TEXT PASSAGE
[Begin]
Blaisdell v. Rochester, NH, et al. CV-97-082-M 10/19/99 UNITED STATES DISTRICT COURT
DISTRICT OF NEW HAMPSHIRE
George Blaisdell, Plaintiff
v. Civil No. 97-82-M
City of Rochester, New Hampshire; Gary Stenhouse; Danford J. Wenslev; Donald L. Vittum; and James Twombly, Defendants
O R D E R
George Blaisdell seeks $21 Million in damages, plus interest
and attorney's fees, for losses and personal injury he claims to
have sustained when the City of Rochester demolished the
structure in which he had been living (after it had been severely
damaged by fire and declared a danger to the public safety). In
his 11 count complaint, Blaisdell alleges that defendants
violated many of his constitutionally protected rights, engaged
in an unlawful conspiracy in violation of the Racketeer
Influenced Corrupt Organizations Act, 18 U.S.C. § 1962 ("RICO"),
and committed numerous common law torts.
By prior orders, the court granted defendants' motion for
summary judgment as to plaintiff's section 1983 claim for inverse
condemnation of his personal property (Count 1). See Order dated
January 1, 1999. The court also dismissed plaintiff's state law
claims for malicious prosecution (Count 7), an implied cause of
action under the New Hampshire Constitution (Count 10), and abuse of process (Count 11). See Order dated August 28, 1998.
Finally, as to all of plaintiff's remaining claims, the court
held that the pertinent statute of limitations limited his claims
to events that occurred on or after April 5, 1993. Id.
Defendants have moved for summary judgment as to all of
plaintiff's remaining federal claims. Plaintiff objects. At a
pretrial conference conducted on September 28, 1999, the court
orally informed the parties of its intention to grant defendants'
pending motions for summary judgment and to decline to exercise
supplemental jurisdiction over plaintiff's state law claims.
Nevertheless, it represented to plaintiff that it would issue a
brief written order, outlining the legal basis for its ruling.
Background
The facts giving rise to the parties' dispute are discussed
in the court's previous orders and need not be recounted again.
[End]
DATASET EXCERPTS
[Begin]
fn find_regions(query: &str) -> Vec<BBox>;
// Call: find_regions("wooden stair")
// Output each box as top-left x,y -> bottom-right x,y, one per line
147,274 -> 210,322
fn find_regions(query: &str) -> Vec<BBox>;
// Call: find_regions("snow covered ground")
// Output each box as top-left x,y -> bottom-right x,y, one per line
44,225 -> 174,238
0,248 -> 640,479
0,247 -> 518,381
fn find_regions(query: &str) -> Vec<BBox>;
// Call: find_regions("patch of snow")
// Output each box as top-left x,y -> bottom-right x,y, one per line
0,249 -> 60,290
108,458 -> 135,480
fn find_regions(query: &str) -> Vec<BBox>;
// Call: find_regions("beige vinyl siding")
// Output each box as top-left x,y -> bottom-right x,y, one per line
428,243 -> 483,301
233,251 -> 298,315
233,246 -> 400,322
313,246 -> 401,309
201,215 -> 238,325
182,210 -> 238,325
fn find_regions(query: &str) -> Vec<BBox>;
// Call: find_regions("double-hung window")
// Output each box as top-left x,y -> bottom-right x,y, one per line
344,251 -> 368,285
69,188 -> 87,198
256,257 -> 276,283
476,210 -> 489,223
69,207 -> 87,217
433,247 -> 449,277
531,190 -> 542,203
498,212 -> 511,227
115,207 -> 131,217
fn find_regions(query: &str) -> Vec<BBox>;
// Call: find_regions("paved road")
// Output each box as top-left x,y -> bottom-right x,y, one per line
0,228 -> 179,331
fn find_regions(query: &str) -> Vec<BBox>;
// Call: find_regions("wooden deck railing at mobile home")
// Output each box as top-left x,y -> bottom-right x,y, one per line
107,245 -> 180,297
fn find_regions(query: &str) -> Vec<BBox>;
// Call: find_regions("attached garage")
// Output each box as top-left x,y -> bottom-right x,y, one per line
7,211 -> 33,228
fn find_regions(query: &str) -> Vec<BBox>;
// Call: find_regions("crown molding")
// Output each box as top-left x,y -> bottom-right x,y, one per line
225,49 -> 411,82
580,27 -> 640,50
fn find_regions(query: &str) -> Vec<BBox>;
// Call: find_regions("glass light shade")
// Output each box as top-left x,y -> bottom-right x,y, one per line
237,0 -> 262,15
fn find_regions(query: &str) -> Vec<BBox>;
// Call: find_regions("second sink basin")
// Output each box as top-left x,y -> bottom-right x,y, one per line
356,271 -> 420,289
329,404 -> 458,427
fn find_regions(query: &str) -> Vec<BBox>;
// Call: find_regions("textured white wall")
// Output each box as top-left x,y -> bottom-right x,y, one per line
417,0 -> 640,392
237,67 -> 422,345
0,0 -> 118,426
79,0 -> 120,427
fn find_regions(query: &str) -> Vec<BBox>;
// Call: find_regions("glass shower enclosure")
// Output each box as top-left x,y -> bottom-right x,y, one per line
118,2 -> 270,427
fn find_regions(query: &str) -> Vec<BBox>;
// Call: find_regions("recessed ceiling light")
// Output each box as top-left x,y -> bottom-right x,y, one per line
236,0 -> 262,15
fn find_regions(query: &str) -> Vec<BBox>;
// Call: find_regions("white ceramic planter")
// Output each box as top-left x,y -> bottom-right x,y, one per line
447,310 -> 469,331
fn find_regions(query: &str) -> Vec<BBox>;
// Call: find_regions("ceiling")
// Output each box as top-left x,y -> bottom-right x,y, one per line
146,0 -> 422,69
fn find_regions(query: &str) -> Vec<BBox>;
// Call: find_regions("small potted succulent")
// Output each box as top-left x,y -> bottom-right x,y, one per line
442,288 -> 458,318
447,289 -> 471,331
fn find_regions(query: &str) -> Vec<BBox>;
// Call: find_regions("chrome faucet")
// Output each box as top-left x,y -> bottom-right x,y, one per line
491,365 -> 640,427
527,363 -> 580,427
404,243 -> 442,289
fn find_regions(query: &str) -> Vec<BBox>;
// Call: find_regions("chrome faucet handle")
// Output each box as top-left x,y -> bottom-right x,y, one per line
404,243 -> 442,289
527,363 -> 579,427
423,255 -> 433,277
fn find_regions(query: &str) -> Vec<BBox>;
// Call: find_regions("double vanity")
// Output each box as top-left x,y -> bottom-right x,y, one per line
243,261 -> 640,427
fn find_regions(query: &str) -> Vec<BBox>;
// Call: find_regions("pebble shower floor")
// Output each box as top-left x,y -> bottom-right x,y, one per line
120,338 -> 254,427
[End]
WRITTEN EXERCISE 1
In the court order, give the passage again starting with "Defendants have moved" and going on through "state law claims.", with "pretrial conference" changed to "status conference".
WRITTEN EXERCISE 2
Please copy the records line for line, starting with their first line and going on through the line with "108,458 -> 135,480".

TASK SOLUTION 1
Defendants have moved for summary judgment as to all of
plaintiff's remaining federal claims. Plaintiff objects. At a
status conference conducted on September 28, 1999, the court
orally informed the parties of its intention to grant defendants'
pending motions for summary judgment and to decline to exercise
supplemental jurisdiction over plaintiff's state law claims.

TASK SOLUTION 2
fn find_regions(query: &str) -> Vec<BBox>;
// Call: find_regions("wooden stair")
// Output each box as top-left x,y -> bottom-right x,y, one per line
147,274 -> 210,322
fn find_regions(query: &str) -> Vec<BBox>;
// Call: find_regions("snow covered ground")
// Output each box as top-left x,y -> bottom-right x,y, one per line
44,225 -> 174,238
0,248 -> 640,479
0,247 -> 518,381
fn find_regions(query: &str) -> Vec<BBox>;
// Call: find_regions("patch of snow")
// Output each box as top-left x,y -> bottom-right x,y, one per line
0,249 -> 60,290
108,458 -> 135,480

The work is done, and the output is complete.